### Task inputs

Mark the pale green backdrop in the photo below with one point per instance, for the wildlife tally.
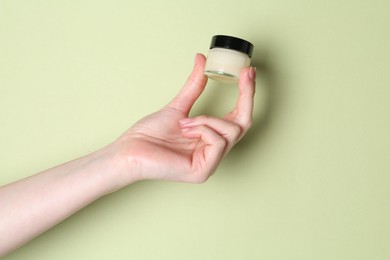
(310, 180)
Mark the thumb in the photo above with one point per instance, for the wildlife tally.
(193, 87)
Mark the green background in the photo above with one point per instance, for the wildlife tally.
(309, 181)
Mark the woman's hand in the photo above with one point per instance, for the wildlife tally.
(169, 145)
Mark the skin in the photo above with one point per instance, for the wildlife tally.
(166, 145)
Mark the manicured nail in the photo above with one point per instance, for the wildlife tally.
(185, 121)
(184, 130)
(252, 73)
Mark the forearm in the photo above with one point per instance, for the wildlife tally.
(35, 204)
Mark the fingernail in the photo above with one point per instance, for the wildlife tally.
(185, 121)
(184, 130)
(252, 73)
(196, 56)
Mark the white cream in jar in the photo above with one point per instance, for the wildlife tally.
(227, 56)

### Exercise
Without the pictures, copy the material exactly as given.

### Response below
Mark the pale green backdrop in the photo below with one point per instance, for the wildlife tally.
(310, 180)
Mark the thumb in the photo above with one point per instance, for the wildlife tally.
(193, 87)
Mark the green background in the photo above with one point per instance, for the wildlife tally.
(309, 181)
Mark the woman's hand in the photo above with one point per instance, for the wildlife tally.
(169, 145)
Mark the skin in the photo above with one point per instance, for the wildlife tally.
(166, 145)
Mark the manicured nail in the photo above with one point per instance, for the wildlife tally.
(185, 121)
(184, 130)
(252, 73)
Mark the forearm in the photo above with one point per instance, for the wildlife tally.
(35, 204)
Mark the fingernail in the photo above with one point per instance, for the wildlife tally.
(185, 121)
(184, 130)
(252, 73)
(196, 56)
Mark the white cream in jar in the photo above with one point per instance, for the wildlife tally.
(227, 56)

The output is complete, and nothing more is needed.